:: Stated goal ::
Starting at the line that contains "like x=84, y=436." and ending at the end of the records, copy out those lines with "annotate" swapped for "mark" and nothing else changed. Leave the pictures out.
______
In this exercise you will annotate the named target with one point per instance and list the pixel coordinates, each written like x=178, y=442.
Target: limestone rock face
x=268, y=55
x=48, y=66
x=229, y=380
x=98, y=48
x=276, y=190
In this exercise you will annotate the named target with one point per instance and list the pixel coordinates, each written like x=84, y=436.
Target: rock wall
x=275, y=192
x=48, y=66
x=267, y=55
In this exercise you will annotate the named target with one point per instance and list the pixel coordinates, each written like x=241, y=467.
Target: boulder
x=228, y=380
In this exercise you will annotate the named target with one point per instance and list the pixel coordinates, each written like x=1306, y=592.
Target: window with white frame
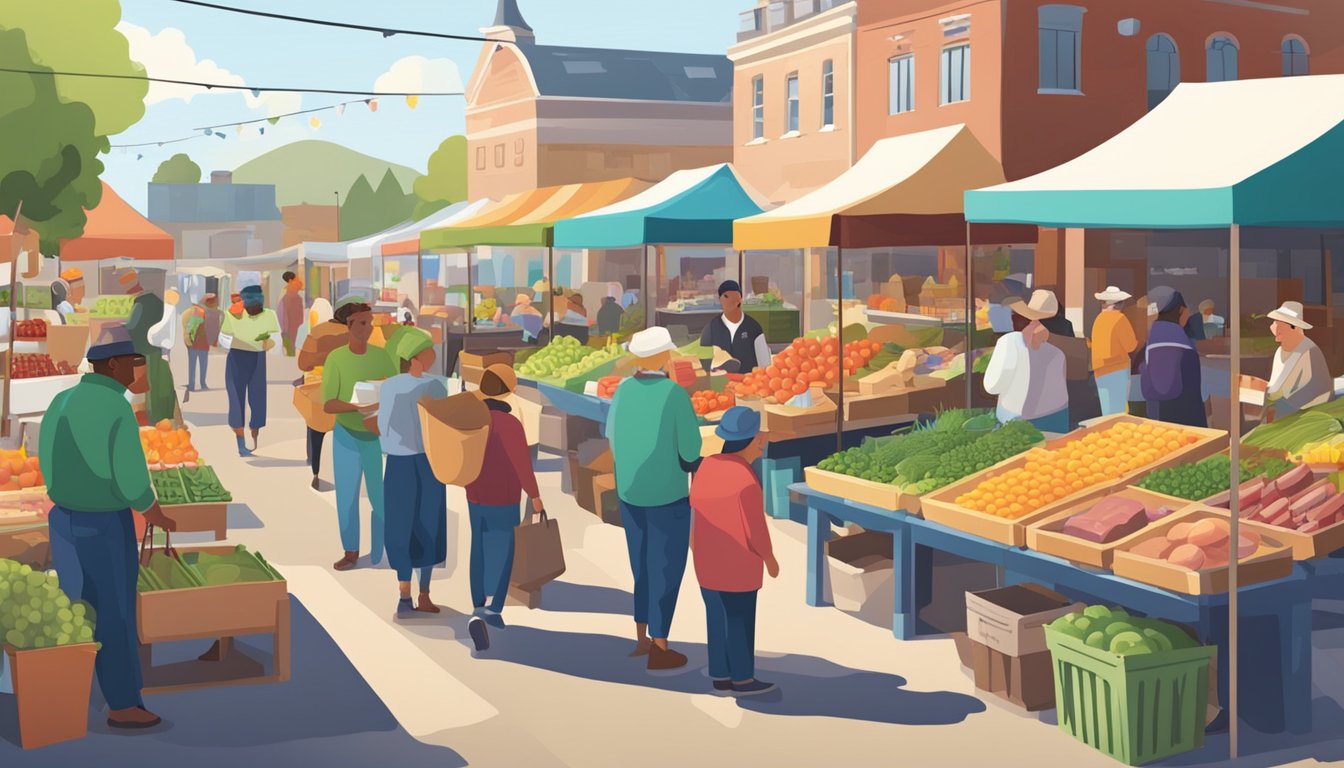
______
:: Result of the task ::
In this exercise you will mark the named target with one point per instance and list the pixel coordinates, each written like x=84, y=436.
Target: rock wall
x=275, y=192
x=48, y=66
x=267, y=55
In this exercise you will mark the named target with one point per instance and list the pixel coordinates, each written like x=241, y=467.
Target: boulder
x=228, y=380
In this exercise you will mark the named target with one point per instance and list the pixel coordinates, each written like x=1306, y=592.
Target: window with white frame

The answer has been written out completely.